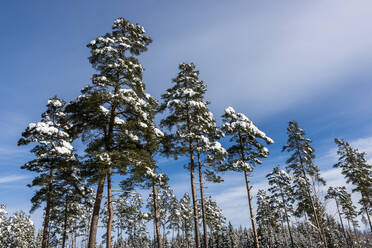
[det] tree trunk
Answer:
[62,200,68,248]
[364,204,372,232]
[281,222,288,247]
[244,169,260,248]
[152,180,162,248]
[106,170,114,248]
[41,168,53,248]
[335,199,348,244]
[186,104,200,248]
[304,213,313,248]
[280,188,294,248]
[198,152,208,248]
[353,223,360,248]
[163,224,166,246]
[88,175,106,248]
[238,133,260,248]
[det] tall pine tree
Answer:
[222,107,274,248]
[67,18,155,248]
[18,97,75,248]
[334,139,372,231]
[283,121,327,247]
[266,166,295,248]
[160,63,212,248]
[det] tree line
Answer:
[0,18,372,248]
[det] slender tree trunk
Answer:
[244,169,260,248]
[300,169,327,248]
[41,168,53,248]
[152,180,162,248]
[280,188,294,248]
[62,200,68,248]
[335,199,348,244]
[296,141,327,248]
[190,147,200,248]
[281,222,289,247]
[353,223,360,248]
[347,219,354,248]
[238,133,260,248]
[106,170,114,248]
[186,104,200,248]
[163,224,167,246]
[304,213,313,248]
[198,152,208,248]
[364,204,372,232]
[88,175,106,248]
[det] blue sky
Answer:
[0,0,372,232]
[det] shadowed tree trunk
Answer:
[41,168,53,248]
[62,200,68,248]
[106,171,114,248]
[152,180,162,248]
[244,169,260,248]
[88,175,106,248]
[198,152,208,248]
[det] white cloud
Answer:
[0,175,28,183]
[150,0,372,117]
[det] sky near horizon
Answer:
[0,0,372,232]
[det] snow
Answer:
[48,99,63,108]
[99,105,110,115]
[154,128,164,137]
[53,140,74,155]
[28,121,69,137]
[114,116,125,125]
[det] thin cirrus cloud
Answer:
[0,175,29,184]
[147,1,372,117]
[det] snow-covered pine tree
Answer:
[116,193,147,247]
[0,211,35,248]
[256,189,280,247]
[266,166,295,248]
[180,192,193,247]
[160,63,210,248]
[195,111,227,248]
[338,186,360,247]
[18,97,75,248]
[222,107,274,248]
[325,186,349,243]
[282,121,327,247]
[334,138,372,231]
[67,18,155,248]
[167,195,182,242]
[205,197,226,247]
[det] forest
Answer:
[0,18,372,248]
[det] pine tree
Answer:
[196,114,227,248]
[67,18,153,248]
[180,193,193,247]
[283,121,327,247]
[205,197,226,247]
[222,107,274,248]
[167,195,182,242]
[339,187,360,247]
[325,186,348,243]
[266,166,295,248]
[3,211,35,248]
[0,204,9,247]
[160,63,211,248]
[256,189,280,247]
[334,138,372,231]
[116,194,147,247]
[18,97,75,248]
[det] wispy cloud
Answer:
[0,175,28,184]
[150,1,372,117]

* _INSTRUCTIONS TO FOLLOW_: Which lines in the records above contain the word "pine"? Pick out and copy each of them, treating uppercase and lowercase letters as different.

* _ANSWER FOR THE TASK_:
[det] tall pine tree
[det] snow-covered pine tree
[det] pine tree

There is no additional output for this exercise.